• **WORK TO COMPLETE**: Lay out every line of the data below as a numbered list, leaving out the blank lines.

— Start INPUT DATA —

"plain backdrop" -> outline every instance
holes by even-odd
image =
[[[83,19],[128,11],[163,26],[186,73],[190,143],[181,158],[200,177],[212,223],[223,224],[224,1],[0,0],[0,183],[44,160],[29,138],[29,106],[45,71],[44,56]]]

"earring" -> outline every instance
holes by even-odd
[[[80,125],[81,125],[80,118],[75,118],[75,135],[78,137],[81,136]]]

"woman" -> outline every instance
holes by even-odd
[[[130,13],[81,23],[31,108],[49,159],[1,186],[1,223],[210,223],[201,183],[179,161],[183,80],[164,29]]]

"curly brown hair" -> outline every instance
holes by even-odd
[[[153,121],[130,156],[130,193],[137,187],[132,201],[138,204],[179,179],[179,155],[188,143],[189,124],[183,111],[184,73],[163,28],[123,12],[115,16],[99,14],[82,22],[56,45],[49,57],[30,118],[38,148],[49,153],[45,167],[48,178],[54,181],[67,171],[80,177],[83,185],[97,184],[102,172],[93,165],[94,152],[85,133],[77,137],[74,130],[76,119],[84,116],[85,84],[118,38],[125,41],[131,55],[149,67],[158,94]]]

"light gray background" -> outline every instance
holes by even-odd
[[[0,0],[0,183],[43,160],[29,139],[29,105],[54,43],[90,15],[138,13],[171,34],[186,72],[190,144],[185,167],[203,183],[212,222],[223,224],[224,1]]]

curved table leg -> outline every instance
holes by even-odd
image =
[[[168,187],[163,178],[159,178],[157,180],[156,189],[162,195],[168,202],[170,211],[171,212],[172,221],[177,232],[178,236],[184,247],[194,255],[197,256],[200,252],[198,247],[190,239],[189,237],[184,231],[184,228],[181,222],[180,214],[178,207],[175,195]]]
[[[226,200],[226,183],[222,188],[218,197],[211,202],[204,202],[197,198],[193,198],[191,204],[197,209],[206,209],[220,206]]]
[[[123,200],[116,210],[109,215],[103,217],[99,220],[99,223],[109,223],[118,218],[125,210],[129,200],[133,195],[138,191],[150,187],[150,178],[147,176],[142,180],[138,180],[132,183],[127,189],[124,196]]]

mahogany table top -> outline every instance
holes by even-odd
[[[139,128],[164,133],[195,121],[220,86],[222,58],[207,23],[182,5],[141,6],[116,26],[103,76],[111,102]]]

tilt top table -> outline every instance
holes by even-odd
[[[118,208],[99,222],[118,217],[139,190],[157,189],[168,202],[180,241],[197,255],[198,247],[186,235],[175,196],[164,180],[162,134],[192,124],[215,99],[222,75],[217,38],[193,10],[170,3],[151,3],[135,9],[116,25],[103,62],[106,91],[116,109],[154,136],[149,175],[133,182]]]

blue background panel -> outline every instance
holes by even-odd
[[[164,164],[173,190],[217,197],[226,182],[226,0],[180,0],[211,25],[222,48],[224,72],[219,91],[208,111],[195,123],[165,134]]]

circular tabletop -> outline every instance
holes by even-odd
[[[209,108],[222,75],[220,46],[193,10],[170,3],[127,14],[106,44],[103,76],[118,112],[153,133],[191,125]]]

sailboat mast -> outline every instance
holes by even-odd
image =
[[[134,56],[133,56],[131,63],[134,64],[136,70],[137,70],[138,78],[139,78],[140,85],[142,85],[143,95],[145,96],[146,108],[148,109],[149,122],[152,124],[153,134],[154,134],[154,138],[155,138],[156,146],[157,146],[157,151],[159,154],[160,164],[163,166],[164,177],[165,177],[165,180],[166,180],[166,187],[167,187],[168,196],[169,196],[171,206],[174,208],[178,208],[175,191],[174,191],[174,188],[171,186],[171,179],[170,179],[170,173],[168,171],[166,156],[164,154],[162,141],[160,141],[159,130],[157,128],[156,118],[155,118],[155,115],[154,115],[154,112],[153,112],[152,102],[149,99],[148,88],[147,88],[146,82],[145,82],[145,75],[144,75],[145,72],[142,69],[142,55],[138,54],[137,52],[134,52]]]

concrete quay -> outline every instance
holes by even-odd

— End INPUT DATA —

• **RESULT**:
1. "plain backdrop" -> outline every instance
2. holes by even-odd
3. image =
4. [[[83,19],[128,11],[163,26],[186,73],[190,143],[181,158],[200,177],[212,223],[223,224],[224,1],[0,0],[0,183],[44,160],[29,138],[29,106],[45,71],[44,56]]]
5. "earring" -> outline every instance
6. holes by even-odd
7. [[[80,125],[81,125],[80,118],[75,118],[75,135],[78,137],[81,136]]]
8. "woman" -> outline every instance
9. holes by even-odd
10. [[[130,13],[81,23],[31,108],[49,159],[1,186],[1,223],[210,223],[201,183],[179,161],[183,80],[164,29]]]
11. "curly brown hair" -> outline every instance
12. holes by even-odd
13. [[[153,121],[130,156],[130,193],[137,187],[132,201],[138,204],[179,179],[179,155],[188,143],[189,124],[183,111],[184,73],[163,28],[123,12],[115,16],[99,14],[82,22],[56,45],[49,57],[30,118],[38,148],[49,153],[45,167],[48,178],[54,181],[67,171],[80,177],[83,185],[97,184],[102,172],[93,165],[94,152],[85,133],[77,137],[74,130],[76,119],[84,116],[85,84],[118,38],[125,41],[131,55],[149,67],[158,94]]]
14. "light gray background" -> outline every instance
15. holes by even-odd
16. [[[0,0],[0,183],[43,160],[29,139],[29,105],[54,43],[90,15],[138,13],[171,34],[186,72],[190,144],[185,167],[203,183],[212,222],[223,224],[224,1]]]
17. curved table leg -> outline every instance
18. holes by even-odd
19. image =
20. [[[168,187],[163,178],[159,178],[157,180],[156,189],[162,195],[168,202],[170,211],[171,212],[172,221],[177,232],[178,236],[184,247],[194,255],[197,256],[200,252],[198,247],[190,239],[189,237],[184,231],[184,228],[181,222],[180,214],[178,207],[175,195]]]
21. [[[226,200],[226,183],[222,188],[218,197],[211,202],[204,202],[197,198],[193,198],[191,204],[197,209],[206,209],[220,206]]]
22. [[[123,200],[116,210],[109,215],[103,217],[99,220],[99,223],[109,223],[118,218],[125,210],[129,200],[133,195],[138,191],[150,187],[150,178],[147,176],[142,180],[138,180],[132,183],[127,189],[124,196]]]
23. mahogany table top -> outline every instance
24. holes by even-odd
25. [[[139,128],[164,133],[195,121],[220,86],[222,58],[207,23],[182,5],[141,6],[116,26],[103,76],[111,102]]]
26. tilt top table -> outline every instance
27. holes by even-odd
28. [[[118,208],[99,222],[118,217],[139,190],[157,189],[168,202],[180,241],[197,255],[198,247],[186,235],[175,196],[164,180],[162,134],[192,124],[215,99],[222,75],[217,38],[193,10],[170,3],[151,3],[135,9],[116,25],[103,62],[106,91],[116,109],[154,136],[149,175],[133,182]]]
29. blue background panel -> outline every instance
30. holes by even-odd
31. [[[164,164],[173,190],[217,197],[226,182],[226,0],[180,0],[211,25],[222,48],[224,72],[219,91],[208,111],[195,123],[165,134]]]
32. circular tabletop -> outline every instance
33. holes by even-odd
34. [[[209,108],[222,75],[220,46],[193,10],[170,3],[127,14],[106,44],[103,76],[118,112],[153,133],[191,125]]]
35. sailboat mast -> outline every instance
36. holes by even-odd
37. image =
38. [[[134,56],[133,56],[131,63],[134,64],[136,70],[137,70],[138,78],[139,78],[140,85],[142,85],[143,95],[145,96],[146,108],[148,109],[149,122],[152,124],[153,134],[154,134],[154,138],[155,138],[156,146],[157,146],[157,151],[159,154],[160,164],[163,166],[164,177],[165,177],[165,180],[166,180],[166,187],[167,187],[168,196],[169,196],[171,206],[174,208],[178,208],[175,191],[174,191],[174,188],[171,186],[171,179],[170,179],[170,173],[168,171],[166,156],[164,154],[162,141],[160,141],[159,130],[157,128],[156,118],[155,118],[155,115],[154,115],[154,112],[153,112],[152,102],[149,99],[148,88],[147,88],[146,82],[145,82],[145,75],[144,75],[145,72],[142,69],[142,55],[138,54],[137,52],[134,52]]]
39. concrete quay -> outline every instance
40. holes by even-odd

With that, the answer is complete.